-- start of Extracted material --
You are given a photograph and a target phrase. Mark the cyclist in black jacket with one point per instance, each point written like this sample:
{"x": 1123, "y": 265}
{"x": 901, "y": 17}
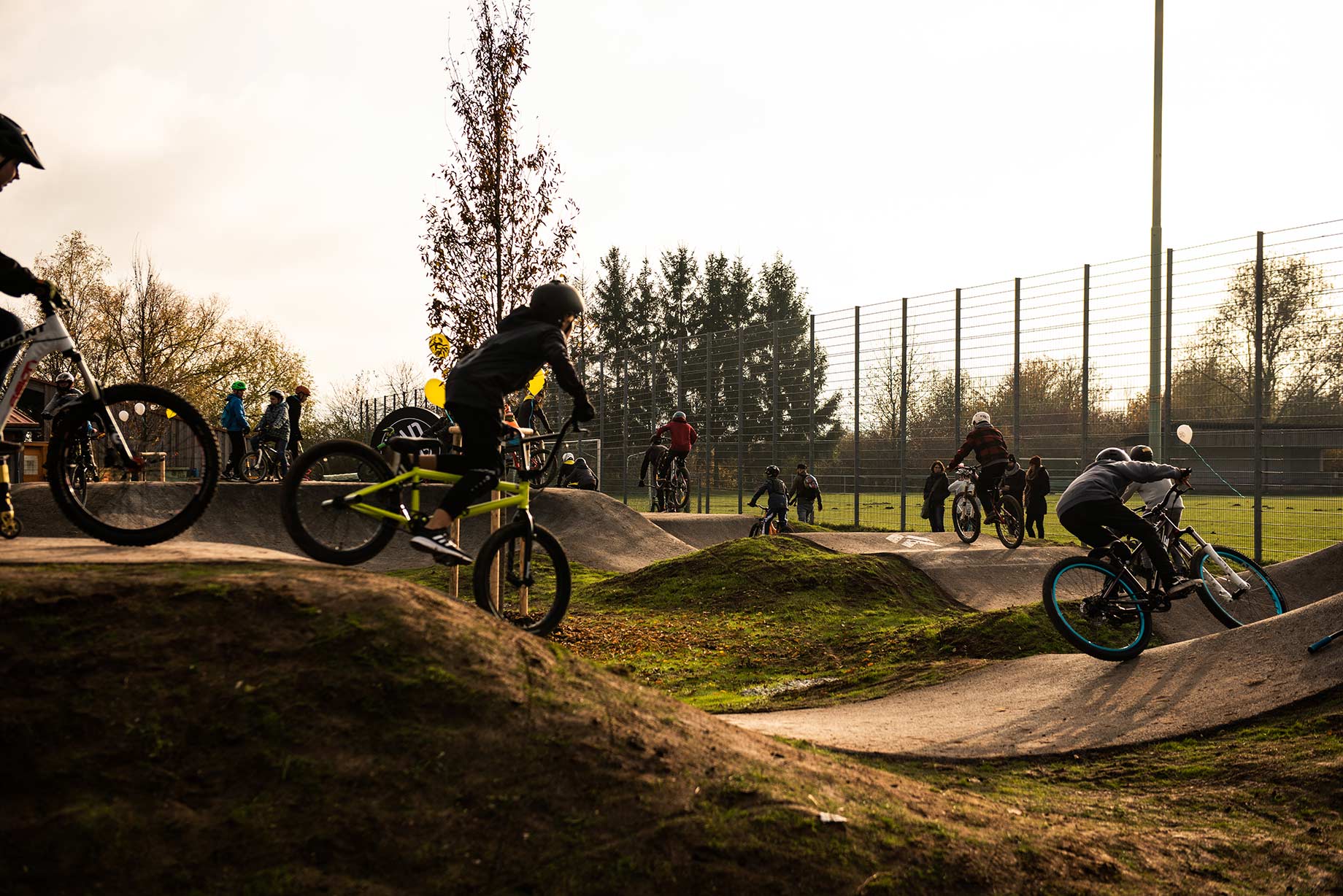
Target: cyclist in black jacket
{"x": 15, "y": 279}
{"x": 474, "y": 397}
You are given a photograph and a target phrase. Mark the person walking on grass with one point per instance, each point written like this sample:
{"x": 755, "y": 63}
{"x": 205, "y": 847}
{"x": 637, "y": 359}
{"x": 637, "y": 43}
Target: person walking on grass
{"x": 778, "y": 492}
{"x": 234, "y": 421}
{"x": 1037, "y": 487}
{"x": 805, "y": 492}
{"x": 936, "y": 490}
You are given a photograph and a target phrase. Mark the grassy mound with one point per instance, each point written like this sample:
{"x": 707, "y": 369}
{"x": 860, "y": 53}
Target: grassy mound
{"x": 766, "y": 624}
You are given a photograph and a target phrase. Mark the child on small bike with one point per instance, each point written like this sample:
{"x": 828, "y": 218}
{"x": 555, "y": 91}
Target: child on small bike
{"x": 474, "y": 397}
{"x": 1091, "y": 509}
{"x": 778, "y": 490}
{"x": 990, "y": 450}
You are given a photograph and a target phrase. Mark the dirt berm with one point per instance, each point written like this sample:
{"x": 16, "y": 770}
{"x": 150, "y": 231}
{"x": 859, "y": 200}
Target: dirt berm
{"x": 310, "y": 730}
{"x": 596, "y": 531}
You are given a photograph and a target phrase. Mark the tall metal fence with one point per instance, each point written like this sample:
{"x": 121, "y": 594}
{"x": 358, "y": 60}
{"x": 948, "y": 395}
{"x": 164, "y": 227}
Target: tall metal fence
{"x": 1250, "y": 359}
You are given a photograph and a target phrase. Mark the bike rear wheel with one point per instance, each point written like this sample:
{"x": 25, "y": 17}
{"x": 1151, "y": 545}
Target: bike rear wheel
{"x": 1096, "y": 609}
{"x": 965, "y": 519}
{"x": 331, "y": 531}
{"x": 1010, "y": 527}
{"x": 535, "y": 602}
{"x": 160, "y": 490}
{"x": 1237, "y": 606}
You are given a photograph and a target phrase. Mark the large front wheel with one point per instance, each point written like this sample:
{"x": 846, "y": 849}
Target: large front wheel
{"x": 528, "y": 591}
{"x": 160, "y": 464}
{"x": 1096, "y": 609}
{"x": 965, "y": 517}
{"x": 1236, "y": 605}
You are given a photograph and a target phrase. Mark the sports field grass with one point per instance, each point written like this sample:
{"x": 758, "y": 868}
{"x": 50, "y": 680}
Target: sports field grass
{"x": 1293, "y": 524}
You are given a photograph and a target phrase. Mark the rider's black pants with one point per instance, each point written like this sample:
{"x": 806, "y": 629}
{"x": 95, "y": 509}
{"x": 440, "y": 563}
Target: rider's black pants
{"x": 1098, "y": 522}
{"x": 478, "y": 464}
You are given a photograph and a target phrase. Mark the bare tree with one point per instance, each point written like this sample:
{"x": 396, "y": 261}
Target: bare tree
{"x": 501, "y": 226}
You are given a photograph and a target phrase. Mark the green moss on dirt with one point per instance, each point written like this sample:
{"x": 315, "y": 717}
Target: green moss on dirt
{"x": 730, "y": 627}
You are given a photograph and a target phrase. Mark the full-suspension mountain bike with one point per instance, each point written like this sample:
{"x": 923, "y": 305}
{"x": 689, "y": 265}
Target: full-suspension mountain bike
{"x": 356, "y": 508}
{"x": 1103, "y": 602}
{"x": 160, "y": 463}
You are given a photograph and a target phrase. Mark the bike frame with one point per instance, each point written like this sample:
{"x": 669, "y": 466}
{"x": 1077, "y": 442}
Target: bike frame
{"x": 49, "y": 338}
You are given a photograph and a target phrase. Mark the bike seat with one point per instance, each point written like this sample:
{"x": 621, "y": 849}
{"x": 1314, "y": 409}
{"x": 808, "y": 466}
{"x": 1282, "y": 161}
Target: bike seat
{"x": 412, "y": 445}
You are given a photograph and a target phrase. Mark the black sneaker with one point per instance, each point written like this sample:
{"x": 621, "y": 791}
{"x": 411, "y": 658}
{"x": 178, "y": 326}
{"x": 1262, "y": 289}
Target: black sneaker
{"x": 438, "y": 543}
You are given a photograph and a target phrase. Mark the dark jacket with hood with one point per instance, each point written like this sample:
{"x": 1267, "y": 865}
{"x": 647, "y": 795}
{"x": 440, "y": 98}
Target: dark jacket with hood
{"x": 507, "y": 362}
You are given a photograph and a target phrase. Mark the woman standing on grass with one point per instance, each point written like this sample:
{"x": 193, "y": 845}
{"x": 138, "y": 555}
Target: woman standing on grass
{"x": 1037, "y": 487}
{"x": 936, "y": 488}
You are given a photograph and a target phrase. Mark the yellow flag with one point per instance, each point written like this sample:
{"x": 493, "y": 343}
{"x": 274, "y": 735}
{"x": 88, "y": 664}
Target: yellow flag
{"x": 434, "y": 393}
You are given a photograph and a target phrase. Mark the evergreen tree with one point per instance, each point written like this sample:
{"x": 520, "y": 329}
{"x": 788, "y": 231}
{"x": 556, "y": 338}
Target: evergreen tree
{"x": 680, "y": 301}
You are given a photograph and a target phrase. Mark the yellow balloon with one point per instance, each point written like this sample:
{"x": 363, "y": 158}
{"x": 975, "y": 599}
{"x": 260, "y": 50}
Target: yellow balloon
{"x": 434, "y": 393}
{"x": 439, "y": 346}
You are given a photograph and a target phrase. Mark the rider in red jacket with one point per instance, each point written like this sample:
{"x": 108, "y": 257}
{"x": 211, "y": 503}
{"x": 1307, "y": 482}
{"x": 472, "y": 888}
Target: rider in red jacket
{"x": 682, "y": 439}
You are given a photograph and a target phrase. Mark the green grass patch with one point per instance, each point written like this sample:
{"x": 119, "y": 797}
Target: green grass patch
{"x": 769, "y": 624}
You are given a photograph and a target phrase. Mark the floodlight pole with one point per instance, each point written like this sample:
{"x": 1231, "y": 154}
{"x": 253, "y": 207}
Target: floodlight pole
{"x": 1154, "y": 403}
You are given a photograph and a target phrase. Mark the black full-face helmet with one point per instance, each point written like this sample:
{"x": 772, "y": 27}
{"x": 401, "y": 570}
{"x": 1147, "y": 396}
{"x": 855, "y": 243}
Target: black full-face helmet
-- end of Extracted material --
◆ **The request**
Nothing but the pictures may be dropped; output the records above exactly.

◆ **Correct response**
You are given a photograph and a target phrase. Mark the cyclist in black jacket with one point per instance, each point written like this sample:
{"x": 1123, "y": 265}
{"x": 901, "y": 17}
Target: cyclist in black jacket
{"x": 15, "y": 279}
{"x": 474, "y": 397}
You are given a photograph and a target phrase. Mark the person walking on grass with one point per instance, each point written like this sample:
{"x": 755, "y": 63}
{"x": 205, "y": 847}
{"x": 637, "y": 359}
{"x": 637, "y": 43}
Target: person walking on grass
{"x": 778, "y": 492}
{"x": 234, "y": 421}
{"x": 1037, "y": 487}
{"x": 805, "y": 492}
{"x": 936, "y": 490}
You are given a photograph and a target phrase. Mark the grassy mound with one point per instance, each point written like this sample:
{"x": 707, "y": 369}
{"x": 860, "y": 53}
Target: grassy mound
{"x": 766, "y": 624}
You are given a photograph and a target phrase. Mark the child on small bike with one point per instance, each point written like this sample:
{"x": 828, "y": 218}
{"x": 555, "y": 91}
Target: child on small bike
{"x": 474, "y": 397}
{"x": 1091, "y": 509}
{"x": 778, "y": 490}
{"x": 990, "y": 450}
You are given a photograph and a target phrase. Mark the dirt berm with one point per instance, each point written like this sample:
{"x": 16, "y": 770}
{"x": 150, "y": 231}
{"x": 859, "y": 200}
Target: dirt berm
{"x": 310, "y": 730}
{"x": 596, "y": 531}
You are given a photograph and a target phrase. Mark the tall metal fence with one point per instance, each point written like this sample:
{"x": 121, "y": 594}
{"x": 358, "y": 60}
{"x": 948, "y": 395}
{"x": 164, "y": 227}
Target: tall metal fence
{"x": 1250, "y": 359}
You are given a photograph and a target phrase. Mark the bike rear wheel with one point per instance, each point written like this sample:
{"x": 25, "y": 17}
{"x": 1151, "y": 545}
Target: bike rear wheel
{"x": 1096, "y": 609}
{"x": 965, "y": 519}
{"x": 331, "y": 531}
{"x": 1010, "y": 527}
{"x": 535, "y": 602}
{"x": 160, "y": 490}
{"x": 1237, "y": 606}
You are given a photograph and a target phrase. Mark the large front wheel with one point per instance, each point written like this sample:
{"x": 846, "y": 849}
Target: large front wheel
{"x": 528, "y": 591}
{"x": 160, "y": 464}
{"x": 1096, "y": 609}
{"x": 965, "y": 517}
{"x": 1236, "y": 605}
You are given a photograph and a target phrase. Mark the sports field grass with one point per instance, each point written like this sample:
{"x": 758, "y": 868}
{"x": 50, "y": 680}
Target: sports field grass
{"x": 1293, "y": 524}
You are given a photograph and a target phrase. Mark the rider's black pants with one point per instance, each point written like this sample:
{"x": 806, "y": 629}
{"x": 95, "y": 509}
{"x": 440, "y": 563}
Target: rider's black pants
{"x": 1098, "y": 522}
{"x": 478, "y": 464}
You are given a photograph and a target phrase. Mark the bare tree with one point per instance, each point written like this sample:
{"x": 396, "y": 261}
Target: bare tree
{"x": 501, "y": 226}
You are given a photograph and a target phrase. Mark the green moss on dirt with one point per instance, each point written like this sample:
{"x": 315, "y": 717}
Target: green moss on dirt
{"x": 730, "y": 627}
You are given a photograph and a target phrase. Mark the full-suspension mountain bike with one point per instance, each point written like this sample:
{"x": 923, "y": 305}
{"x": 689, "y": 265}
Target: full-suspension mountain bike
{"x": 356, "y": 508}
{"x": 1103, "y": 602}
{"x": 160, "y": 463}
You are given a photograph and a target phrase. Mark the bike frame with one point per instance, each point written like this sample:
{"x": 669, "y": 466}
{"x": 1077, "y": 442}
Target: bike frame
{"x": 49, "y": 338}
You are given a photograph and a target phrase. Mark the bike seat with one point per instance, each point written like this sample:
{"x": 621, "y": 849}
{"x": 1314, "y": 409}
{"x": 808, "y": 466}
{"x": 1282, "y": 161}
Target: bike seat
{"x": 412, "y": 445}
You are given a photograph and a target phrase. Mark the black sneaker with one point per instance, each point written like this sample:
{"x": 621, "y": 791}
{"x": 411, "y": 658}
{"x": 178, "y": 326}
{"x": 1262, "y": 289}
Target: black sneaker
{"x": 438, "y": 543}
You are given a photograph and a target phrase. Mark the dark jacket with hood with one point per instance, each point written like this sample:
{"x": 1267, "y": 865}
{"x": 647, "y": 795}
{"x": 440, "y": 98}
Target: dark jacket with hood
{"x": 507, "y": 362}
You are given a photograph and a target phrase. Mark the woman standing on grass with one point per instance, each point written like this sample:
{"x": 193, "y": 845}
{"x": 138, "y": 555}
Target: woman standing on grass
{"x": 1037, "y": 487}
{"x": 936, "y": 488}
You are given a photograph and a target phrase. Mark the yellow flag with one point per instance, each point written like this sample:
{"x": 493, "y": 343}
{"x": 274, "y": 735}
{"x": 88, "y": 664}
Target: yellow flag
{"x": 434, "y": 393}
You are given a photograph and a target phrase. Mark the evergreen tree with one point per instance, each point written like this sample:
{"x": 520, "y": 329}
{"x": 788, "y": 231}
{"x": 556, "y": 338}
Target: evergreen tree
{"x": 680, "y": 301}
You are given a photograph and a target phrase. Mark the yellow balloon with one point per instance, each point written like this sample:
{"x": 363, "y": 158}
{"x": 975, "y": 599}
{"x": 260, "y": 50}
Target: yellow balloon
{"x": 434, "y": 393}
{"x": 439, "y": 346}
You are given a photograph and a target phrase. Mark the rider in red jacket with one point per instance, each point written like this sample:
{"x": 108, "y": 257}
{"x": 211, "y": 503}
{"x": 1307, "y": 482}
{"x": 472, "y": 888}
Target: rider in red jacket
{"x": 682, "y": 439}
You are given a photograph and a target phrase. Mark the green grass patch with one point per instance, each point written like this sample:
{"x": 119, "y": 797}
Target: green grass patch
{"x": 769, "y": 624}
You are given a photograph and a target phrase. Mark the floodlight pole with one point per instance, each point written like this sample:
{"x": 1231, "y": 154}
{"x": 253, "y": 207}
Target: floodlight pole
{"x": 1154, "y": 403}
You are given a photograph and a target phrase. Mark the black full-face helmet with one point per instance, each point written like this sample:
{"x": 772, "y": 27}
{"x": 401, "y": 570}
{"x": 1147, "y": 396}
{"x": 855, "y": 243}
Target: black full-face helmet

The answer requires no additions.